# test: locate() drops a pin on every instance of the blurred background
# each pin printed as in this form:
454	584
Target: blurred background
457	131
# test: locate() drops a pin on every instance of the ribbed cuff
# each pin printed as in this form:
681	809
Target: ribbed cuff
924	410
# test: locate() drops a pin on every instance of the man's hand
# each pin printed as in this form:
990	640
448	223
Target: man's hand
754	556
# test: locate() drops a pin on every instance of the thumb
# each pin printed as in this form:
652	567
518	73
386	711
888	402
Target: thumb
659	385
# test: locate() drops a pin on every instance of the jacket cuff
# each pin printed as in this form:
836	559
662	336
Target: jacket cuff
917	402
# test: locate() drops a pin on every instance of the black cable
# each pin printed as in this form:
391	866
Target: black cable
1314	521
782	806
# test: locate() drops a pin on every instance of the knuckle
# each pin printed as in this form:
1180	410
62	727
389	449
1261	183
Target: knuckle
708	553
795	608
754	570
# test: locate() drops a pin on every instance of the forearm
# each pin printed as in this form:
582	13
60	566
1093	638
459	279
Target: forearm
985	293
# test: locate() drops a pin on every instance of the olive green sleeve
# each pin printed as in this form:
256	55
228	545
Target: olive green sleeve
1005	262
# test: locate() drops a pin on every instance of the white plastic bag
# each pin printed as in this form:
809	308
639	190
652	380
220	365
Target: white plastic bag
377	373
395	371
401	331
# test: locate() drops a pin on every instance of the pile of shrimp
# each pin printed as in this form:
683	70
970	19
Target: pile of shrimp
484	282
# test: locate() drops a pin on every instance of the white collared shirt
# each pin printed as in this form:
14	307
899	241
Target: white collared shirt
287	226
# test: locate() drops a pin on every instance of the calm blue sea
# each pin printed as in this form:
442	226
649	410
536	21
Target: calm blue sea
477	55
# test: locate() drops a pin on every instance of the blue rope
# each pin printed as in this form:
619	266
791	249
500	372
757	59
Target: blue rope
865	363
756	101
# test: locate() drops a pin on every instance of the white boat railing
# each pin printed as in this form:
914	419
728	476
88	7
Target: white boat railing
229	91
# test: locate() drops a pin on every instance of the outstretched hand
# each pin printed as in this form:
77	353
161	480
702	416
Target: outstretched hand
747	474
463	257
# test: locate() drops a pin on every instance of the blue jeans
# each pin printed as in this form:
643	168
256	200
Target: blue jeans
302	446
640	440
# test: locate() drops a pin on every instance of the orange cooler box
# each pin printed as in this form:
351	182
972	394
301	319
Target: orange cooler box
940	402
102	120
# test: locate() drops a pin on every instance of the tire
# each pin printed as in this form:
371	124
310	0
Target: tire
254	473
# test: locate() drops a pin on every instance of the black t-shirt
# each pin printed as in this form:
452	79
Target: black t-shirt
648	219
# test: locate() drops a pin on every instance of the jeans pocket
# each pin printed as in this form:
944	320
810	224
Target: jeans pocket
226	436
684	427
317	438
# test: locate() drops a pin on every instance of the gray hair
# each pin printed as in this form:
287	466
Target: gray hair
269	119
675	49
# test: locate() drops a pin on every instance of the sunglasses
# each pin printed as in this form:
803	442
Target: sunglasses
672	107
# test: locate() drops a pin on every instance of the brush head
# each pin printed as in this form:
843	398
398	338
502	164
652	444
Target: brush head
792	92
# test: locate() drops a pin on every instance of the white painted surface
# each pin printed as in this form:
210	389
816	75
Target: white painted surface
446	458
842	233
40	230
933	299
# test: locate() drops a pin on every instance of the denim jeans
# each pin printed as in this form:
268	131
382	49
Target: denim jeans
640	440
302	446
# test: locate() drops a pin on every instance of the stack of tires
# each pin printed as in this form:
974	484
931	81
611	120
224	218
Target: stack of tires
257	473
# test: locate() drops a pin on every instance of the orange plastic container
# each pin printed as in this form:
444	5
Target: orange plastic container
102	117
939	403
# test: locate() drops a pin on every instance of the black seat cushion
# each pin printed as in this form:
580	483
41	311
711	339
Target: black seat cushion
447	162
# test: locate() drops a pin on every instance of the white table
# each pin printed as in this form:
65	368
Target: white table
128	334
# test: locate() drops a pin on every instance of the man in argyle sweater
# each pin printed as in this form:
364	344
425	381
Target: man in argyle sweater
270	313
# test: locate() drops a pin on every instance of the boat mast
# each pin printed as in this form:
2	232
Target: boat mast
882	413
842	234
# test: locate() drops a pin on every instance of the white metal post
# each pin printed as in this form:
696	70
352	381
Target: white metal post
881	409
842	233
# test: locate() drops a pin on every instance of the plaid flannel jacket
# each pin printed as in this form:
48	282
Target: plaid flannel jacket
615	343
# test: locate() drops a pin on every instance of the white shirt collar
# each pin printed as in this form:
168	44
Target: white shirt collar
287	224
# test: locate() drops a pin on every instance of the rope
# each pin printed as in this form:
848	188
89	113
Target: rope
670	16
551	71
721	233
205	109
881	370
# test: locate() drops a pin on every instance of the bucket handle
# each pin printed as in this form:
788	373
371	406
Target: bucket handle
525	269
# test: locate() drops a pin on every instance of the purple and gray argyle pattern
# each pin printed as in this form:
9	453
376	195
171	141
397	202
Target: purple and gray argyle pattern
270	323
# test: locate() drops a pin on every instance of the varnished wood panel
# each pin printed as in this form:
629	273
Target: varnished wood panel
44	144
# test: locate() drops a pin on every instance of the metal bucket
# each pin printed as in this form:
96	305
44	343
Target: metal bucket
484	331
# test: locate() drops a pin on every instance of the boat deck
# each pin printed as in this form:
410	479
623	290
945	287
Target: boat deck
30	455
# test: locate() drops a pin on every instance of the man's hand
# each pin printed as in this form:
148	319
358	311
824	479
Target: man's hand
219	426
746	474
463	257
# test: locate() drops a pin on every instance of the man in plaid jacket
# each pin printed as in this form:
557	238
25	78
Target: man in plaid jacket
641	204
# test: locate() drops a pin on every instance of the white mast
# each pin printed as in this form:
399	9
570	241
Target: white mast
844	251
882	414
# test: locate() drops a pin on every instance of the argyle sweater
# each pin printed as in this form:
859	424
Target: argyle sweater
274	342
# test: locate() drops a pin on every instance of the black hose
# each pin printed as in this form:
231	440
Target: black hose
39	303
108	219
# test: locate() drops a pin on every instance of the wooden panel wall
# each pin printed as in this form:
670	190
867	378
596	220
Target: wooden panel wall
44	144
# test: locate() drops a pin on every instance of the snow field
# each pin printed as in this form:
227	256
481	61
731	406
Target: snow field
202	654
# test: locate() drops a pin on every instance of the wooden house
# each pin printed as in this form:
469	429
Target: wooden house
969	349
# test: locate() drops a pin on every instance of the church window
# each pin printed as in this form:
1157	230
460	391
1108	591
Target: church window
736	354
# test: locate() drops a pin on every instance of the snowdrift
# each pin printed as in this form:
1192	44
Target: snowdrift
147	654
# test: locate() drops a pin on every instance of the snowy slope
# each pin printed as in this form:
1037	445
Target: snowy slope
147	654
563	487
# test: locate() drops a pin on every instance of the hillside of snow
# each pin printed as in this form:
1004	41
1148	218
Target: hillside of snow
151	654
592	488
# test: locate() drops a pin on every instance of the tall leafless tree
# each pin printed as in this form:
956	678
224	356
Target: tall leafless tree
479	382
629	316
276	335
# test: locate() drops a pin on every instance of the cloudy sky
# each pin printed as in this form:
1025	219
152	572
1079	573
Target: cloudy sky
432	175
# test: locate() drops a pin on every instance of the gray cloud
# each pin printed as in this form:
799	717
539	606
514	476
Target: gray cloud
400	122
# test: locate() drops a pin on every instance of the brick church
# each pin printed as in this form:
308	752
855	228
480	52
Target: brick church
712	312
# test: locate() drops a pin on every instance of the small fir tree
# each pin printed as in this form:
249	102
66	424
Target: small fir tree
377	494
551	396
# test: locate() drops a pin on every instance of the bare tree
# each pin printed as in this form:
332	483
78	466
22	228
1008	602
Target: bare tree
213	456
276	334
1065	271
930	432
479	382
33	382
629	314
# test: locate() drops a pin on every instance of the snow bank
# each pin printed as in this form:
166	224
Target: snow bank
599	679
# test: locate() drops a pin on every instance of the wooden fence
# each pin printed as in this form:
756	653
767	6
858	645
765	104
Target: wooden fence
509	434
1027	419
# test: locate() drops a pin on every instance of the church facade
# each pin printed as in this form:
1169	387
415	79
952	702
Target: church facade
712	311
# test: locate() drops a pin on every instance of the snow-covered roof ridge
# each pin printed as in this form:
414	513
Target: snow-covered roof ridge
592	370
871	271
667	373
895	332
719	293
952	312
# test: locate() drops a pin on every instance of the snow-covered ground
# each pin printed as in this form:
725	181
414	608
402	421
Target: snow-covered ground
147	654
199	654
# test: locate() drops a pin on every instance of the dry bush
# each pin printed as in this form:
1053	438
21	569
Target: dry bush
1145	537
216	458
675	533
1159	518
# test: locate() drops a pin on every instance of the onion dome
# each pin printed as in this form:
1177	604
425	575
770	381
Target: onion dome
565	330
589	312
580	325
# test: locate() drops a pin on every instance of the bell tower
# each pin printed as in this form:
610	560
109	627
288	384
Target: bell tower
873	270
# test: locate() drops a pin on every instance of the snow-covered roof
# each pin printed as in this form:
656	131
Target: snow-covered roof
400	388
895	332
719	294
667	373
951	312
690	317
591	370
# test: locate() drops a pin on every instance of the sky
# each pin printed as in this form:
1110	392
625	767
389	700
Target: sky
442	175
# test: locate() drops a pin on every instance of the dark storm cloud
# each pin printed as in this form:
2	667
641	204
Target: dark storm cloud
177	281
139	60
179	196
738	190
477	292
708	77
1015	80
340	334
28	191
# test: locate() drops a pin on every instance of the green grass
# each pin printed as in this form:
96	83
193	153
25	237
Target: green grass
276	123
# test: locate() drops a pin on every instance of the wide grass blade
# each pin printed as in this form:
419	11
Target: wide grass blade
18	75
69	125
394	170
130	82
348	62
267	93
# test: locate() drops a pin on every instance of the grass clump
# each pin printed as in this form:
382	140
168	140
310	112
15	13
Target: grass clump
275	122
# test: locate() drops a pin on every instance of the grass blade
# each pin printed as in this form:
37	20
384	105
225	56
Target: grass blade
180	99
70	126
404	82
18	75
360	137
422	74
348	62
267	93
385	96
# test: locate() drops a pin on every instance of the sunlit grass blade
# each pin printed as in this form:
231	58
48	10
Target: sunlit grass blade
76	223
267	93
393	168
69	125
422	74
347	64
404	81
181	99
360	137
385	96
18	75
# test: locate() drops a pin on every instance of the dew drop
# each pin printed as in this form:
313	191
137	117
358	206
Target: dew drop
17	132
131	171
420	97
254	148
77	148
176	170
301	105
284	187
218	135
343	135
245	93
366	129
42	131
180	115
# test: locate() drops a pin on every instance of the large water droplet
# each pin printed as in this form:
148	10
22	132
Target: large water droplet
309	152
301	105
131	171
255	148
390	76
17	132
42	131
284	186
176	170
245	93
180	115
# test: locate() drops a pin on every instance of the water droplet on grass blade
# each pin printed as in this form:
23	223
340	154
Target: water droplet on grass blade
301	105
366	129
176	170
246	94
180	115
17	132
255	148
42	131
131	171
##########
WHAT THE TASK ASKS: Restate word for word the lines from the one holding "the sunlit grass blade" to the end of the listing, both ends included, and nothing more.

SOLUTION FOR THIS EXERCISE:
# test: locate() drops a pin on every instance of the sunlit grass blade
# each pin printed as in this form:
231	58
48	10
Target: sunlit grass blade
76	223
267	93
393	168
69	125
422	74
347	64
404	81
181	99
360	137
385	96
18	75
# test: locate() drops a pin on every instance of the dew drop
# each pin printed as in this form:
313	191
137	117
358	206
Target: dew drop
17	132
131	171
420	97
254	148
77	148
176	170
301	105
284	187
218	135
343	135
245	93
366	129
42	131
180	115
# test: locate() drops a pin on every instance of the large water droplet
# each pin printed as in this form:
148	10
22	132
Target: large water droplet
309	152
301	105
131	171
255	148
390	76
17	132
42	131
284	186
176	170
245	93
180	115
# test: locate() drops a pin on every instance of the water droplet on grass blade
# each pin printed as in this form:
23	223
340	154
Target: water droplet on grass blade
301	105
366	129
176	170
246	94
180	115
17	132
255	148
42	131
131	171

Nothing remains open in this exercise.